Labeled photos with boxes
⁂
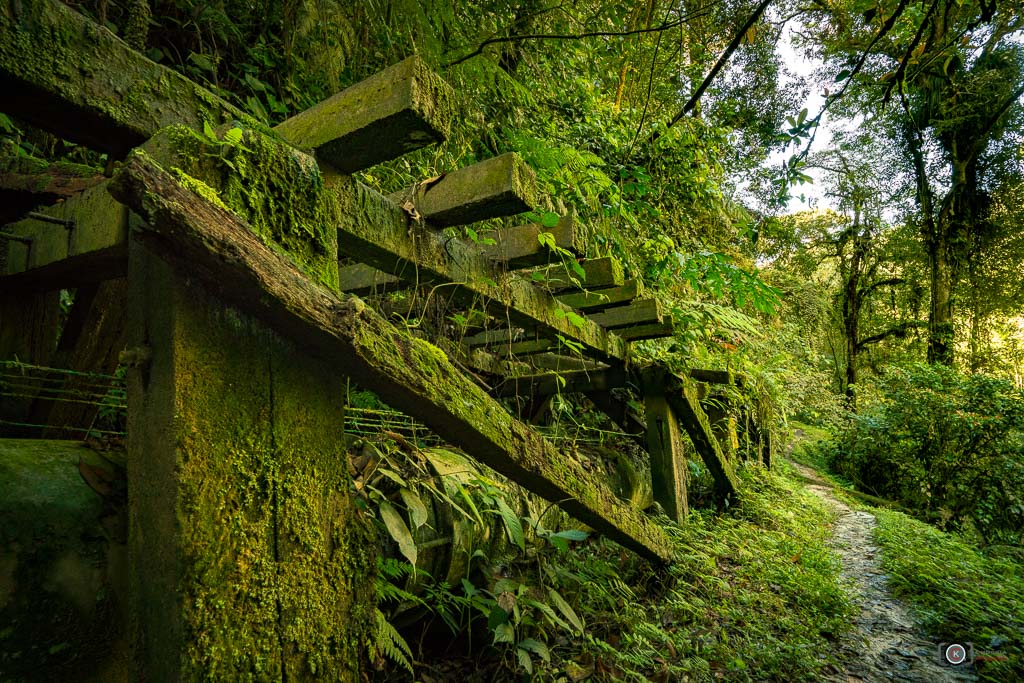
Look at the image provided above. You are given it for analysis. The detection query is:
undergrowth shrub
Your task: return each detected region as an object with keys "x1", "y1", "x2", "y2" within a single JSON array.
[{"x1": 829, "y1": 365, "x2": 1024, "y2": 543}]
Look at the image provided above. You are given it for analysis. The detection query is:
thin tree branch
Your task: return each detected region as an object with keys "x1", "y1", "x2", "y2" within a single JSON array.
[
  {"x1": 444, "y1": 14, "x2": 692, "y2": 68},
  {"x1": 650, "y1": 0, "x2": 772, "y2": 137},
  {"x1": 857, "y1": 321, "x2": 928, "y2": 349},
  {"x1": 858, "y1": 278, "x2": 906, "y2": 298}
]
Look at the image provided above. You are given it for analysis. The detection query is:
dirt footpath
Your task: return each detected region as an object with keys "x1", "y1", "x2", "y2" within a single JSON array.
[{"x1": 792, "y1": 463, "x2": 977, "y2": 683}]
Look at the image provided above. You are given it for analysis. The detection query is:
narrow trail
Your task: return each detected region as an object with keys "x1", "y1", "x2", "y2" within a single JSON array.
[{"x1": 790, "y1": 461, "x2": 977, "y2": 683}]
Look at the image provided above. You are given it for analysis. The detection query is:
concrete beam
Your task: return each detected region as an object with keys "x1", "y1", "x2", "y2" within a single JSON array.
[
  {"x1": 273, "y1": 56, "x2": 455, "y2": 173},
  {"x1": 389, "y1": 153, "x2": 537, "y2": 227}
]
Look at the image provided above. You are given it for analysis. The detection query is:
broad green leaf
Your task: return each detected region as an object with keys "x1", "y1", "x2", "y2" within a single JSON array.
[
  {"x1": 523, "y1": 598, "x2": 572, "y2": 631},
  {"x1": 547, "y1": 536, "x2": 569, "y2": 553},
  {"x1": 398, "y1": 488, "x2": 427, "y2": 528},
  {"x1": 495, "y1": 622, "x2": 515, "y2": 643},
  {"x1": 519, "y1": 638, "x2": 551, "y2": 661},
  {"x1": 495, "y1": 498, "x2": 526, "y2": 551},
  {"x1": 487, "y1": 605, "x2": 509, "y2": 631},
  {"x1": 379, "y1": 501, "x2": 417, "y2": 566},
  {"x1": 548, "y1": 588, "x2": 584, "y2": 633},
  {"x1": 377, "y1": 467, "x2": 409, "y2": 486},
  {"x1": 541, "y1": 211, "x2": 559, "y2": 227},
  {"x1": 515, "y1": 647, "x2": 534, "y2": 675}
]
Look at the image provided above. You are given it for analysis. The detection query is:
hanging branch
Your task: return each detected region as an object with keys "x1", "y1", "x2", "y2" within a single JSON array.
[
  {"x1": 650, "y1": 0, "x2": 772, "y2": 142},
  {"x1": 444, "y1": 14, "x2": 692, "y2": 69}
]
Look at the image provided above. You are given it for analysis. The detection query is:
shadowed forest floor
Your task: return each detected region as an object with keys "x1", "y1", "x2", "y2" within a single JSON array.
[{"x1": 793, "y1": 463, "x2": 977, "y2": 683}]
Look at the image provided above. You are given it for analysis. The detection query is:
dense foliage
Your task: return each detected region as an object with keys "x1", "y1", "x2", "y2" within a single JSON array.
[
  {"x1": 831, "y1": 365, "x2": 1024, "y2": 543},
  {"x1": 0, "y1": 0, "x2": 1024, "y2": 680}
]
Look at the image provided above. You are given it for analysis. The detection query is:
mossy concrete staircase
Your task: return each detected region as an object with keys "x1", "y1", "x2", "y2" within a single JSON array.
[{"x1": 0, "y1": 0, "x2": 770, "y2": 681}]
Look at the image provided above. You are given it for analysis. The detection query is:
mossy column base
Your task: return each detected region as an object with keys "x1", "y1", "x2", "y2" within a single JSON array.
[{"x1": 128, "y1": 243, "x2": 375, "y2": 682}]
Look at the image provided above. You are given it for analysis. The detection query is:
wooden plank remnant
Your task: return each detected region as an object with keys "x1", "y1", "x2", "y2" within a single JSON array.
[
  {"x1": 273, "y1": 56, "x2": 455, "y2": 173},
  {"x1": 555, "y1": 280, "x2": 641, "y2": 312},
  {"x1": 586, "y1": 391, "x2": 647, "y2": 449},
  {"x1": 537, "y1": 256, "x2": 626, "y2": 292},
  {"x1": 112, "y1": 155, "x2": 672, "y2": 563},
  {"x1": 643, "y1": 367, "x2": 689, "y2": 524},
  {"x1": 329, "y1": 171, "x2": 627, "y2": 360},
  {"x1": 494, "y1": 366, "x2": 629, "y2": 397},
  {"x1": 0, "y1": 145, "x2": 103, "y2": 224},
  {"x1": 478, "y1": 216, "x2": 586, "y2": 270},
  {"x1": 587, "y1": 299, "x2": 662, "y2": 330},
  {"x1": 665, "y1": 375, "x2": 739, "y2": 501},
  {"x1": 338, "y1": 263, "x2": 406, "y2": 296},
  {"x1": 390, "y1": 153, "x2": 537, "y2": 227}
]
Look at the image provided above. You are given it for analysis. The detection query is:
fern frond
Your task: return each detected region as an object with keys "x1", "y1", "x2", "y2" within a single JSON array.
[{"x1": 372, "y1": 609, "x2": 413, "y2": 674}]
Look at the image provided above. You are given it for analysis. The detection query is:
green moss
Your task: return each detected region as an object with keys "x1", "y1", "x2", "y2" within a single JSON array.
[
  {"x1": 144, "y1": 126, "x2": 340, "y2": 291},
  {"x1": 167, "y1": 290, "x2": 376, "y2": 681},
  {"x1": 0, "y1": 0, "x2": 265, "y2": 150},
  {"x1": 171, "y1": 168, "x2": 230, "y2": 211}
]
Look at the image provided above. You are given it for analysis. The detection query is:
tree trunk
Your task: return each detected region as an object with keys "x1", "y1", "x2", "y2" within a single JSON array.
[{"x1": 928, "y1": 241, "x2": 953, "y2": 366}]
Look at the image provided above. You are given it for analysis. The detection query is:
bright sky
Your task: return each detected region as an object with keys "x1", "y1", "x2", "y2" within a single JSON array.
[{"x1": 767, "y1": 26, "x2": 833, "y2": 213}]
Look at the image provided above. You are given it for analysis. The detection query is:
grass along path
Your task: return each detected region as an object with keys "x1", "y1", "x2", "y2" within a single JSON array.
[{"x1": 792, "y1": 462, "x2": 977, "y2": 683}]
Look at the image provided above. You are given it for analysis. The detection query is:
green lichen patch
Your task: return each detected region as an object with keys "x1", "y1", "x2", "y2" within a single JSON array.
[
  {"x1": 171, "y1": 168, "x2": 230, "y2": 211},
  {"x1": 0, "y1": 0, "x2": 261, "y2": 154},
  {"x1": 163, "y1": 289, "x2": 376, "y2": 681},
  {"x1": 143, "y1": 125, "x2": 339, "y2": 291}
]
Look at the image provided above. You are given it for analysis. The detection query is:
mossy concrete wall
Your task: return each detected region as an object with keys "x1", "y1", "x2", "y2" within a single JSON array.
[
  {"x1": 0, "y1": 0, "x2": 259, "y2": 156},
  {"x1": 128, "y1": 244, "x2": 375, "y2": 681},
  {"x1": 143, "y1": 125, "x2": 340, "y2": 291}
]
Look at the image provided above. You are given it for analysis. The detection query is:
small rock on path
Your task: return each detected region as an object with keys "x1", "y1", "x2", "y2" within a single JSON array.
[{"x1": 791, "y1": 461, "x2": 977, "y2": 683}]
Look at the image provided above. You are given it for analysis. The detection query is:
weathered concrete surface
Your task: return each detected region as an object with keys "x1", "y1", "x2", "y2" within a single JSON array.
⁂
### PROBLEM DESCRIPTION
Count the lines of the records above that contain the string "mossy", and give only that number.

### SOLUTION FOR THIS EXERCISE
3